- **Textauszug**:

Südwest Presse: Kommentar: Bundeswehr

Höchste Zeit

Noch ist die Bundeswehr weit davon entfernt, die jüngsten
Strukturreformen und Standortschließungen sowie die Aussetzung der
Wehrpflicht verdaut zu haben, da startet die Verteidigungsministerin
die Arbeit an einem neuen Weißbuch. Umgekehrt wäre eher ein Schuh
daraus geworden: Erst hätte sich die Bundesregierung Klarheit über
ihre sicherheitspolitischen Grundsätze, Ziele und Instrumente
verschaffen sollen, um dann Personalstärke, Organisation und
Ausrüstung der Armee auf die Rolle Deutschlands in einer veränderten
Weltordnung auszurichten. Nun warten aber die Krisen und Konflikte in
unserer näheren oder entfernteren Nachbarschaft nicht darauf, dass
die Koalition die Sicherheitsinteressen Deutschlands neu definiert.

- **Daten**:
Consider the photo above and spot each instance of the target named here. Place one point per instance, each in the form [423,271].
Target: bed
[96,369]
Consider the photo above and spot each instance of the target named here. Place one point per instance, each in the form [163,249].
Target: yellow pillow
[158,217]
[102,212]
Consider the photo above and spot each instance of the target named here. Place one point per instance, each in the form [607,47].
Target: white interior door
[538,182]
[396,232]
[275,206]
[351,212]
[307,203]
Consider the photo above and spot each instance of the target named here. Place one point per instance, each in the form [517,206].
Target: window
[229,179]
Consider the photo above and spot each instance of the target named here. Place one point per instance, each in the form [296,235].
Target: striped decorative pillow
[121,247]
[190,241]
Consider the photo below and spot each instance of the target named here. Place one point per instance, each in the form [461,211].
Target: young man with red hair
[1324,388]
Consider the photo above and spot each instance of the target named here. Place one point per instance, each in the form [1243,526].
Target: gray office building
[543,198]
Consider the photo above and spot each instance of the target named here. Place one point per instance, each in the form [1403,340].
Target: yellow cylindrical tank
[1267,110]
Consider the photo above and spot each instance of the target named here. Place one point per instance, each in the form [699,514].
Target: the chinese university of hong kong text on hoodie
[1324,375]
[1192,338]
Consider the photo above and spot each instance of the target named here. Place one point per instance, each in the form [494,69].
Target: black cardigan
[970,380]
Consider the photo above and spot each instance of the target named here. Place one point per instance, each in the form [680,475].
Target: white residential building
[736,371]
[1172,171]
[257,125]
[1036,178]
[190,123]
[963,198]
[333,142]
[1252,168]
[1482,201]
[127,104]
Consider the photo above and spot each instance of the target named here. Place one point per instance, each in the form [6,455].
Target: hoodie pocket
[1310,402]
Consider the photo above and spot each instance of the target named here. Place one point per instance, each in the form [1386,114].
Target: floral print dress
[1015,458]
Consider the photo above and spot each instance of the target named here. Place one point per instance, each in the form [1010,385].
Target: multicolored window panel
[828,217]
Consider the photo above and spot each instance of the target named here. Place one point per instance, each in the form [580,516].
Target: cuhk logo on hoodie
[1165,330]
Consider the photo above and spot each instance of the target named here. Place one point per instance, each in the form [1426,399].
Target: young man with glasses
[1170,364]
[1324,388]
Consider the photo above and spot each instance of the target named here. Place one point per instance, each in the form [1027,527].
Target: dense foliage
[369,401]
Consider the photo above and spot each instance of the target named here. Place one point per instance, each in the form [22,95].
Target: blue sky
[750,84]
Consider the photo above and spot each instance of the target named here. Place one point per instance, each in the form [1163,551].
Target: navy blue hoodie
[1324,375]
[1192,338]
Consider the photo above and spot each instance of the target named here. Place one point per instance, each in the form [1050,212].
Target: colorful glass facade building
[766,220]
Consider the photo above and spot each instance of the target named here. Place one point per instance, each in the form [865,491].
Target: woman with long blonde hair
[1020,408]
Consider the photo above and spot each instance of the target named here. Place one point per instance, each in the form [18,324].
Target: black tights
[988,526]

- **Aufgabenstellung**: Woran beginnt die Verteidigungsministerin laut dem Kommentar zur Bundeswehr die Arbeit?

- **Lösung**: Sie beginnt die Arbeit an einem neuen Weißbuch.